Start

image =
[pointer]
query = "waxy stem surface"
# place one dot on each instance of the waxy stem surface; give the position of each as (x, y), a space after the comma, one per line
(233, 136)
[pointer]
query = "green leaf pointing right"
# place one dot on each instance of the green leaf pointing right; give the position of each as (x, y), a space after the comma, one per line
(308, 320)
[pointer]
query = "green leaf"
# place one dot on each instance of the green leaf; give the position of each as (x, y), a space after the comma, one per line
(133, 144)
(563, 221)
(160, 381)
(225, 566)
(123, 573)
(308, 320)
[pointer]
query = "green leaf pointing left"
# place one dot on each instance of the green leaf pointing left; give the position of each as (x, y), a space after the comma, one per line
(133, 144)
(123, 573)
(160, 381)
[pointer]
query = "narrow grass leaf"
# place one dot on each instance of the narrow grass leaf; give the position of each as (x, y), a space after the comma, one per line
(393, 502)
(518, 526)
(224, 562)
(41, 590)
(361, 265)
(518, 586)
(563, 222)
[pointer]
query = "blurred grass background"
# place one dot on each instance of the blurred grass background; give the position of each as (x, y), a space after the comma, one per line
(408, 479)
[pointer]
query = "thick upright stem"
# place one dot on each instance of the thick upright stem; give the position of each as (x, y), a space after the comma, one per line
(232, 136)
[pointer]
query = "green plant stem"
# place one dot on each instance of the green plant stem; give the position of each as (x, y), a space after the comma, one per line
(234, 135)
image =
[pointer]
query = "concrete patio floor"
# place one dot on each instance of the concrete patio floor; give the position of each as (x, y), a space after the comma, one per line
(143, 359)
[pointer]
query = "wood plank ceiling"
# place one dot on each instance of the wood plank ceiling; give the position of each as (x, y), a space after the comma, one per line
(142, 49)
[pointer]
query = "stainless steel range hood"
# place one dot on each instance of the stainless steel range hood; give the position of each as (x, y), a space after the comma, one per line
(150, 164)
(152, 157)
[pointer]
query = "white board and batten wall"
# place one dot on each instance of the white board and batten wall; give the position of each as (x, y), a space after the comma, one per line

End

Set exercise: Extract the data in full. Keep it word for word.

Solution to this exercise:
image =
[pointer]
query = "waxy stem surface"
# place one dot on each instance of the waxy stem surface; give the position of each as (x, y), a space after the comma, one per line
(233, 136)
[pointer]
query = "green leaf pointing right"
# place one dot on each instance of the green leaf pointing right; give the position of each as (x, y), a space after the comma, one per line
(308, 320)
[pointer]
query = "green leaf"
# place one dot on each instance of the green leaf; give the position of each as (x, y), a space after the comma, one per line
(133, 144)
(563, 221)
(160, 381)
(225, 566)
(123, 573)
(308, 320)
[pointer]
query = "green leaf pointing left"
# place one dot on each instance of the green leaf pointing left; give the position of each as (x, y), a space after the comma, one per line
(133, 144)
(123, 573)
(160, 381)
[pointer]
query = "narrow grass leaf"
# place one dot on each instance of the narrow grass leaf; give the position of each as (x, y), a space after the comma, one per line
(393, 502)
(518, 526)
(224, 562)
(41, 590)
(361, 265)
(518, 586)
(563, 222)
[pointer]
query = "blurred grass background"
# place one dot on each instance of the blurred grass background; give the position of each as (x, y), a space after the comma, one per line
(408, 479)
[pointer]
query = "thick upright stem"
# place one dot on each instance of the thick upright stem; give the position of each as (x, y), a space after the comma, one per line
(232, 136)
[pointer]
query = "green plant stem"
# place one dot on each instance of the green plant stem; give the position of each as (x, y), a space after the comma, one per line
(234, 135)
image =
[pointer]
query = "concrete patio floor"
# place one dot on each instance of the concrete patio floor; give the position of each as (x, y), a space after the comma, one per line
(143, 359)
[pointer]
query = "wood plank ceiling"
# place one dot on each instance of the wood plank ceiling; give the position of each as (x, y), a space after the comma, one per line
(142, 49)
[pointer]
query = "stainless steel range hood"
# place one dot on each instance of the stainless steel range hood; give the position of each as (x, y), a space after the comma, one per line
(150, 164)
(152, 157)
[pointer]
query = "white board and batten wall"
# place one dot on each instance of the white board and batten wall; give the position of each as (x, y), a space after the comma, one per line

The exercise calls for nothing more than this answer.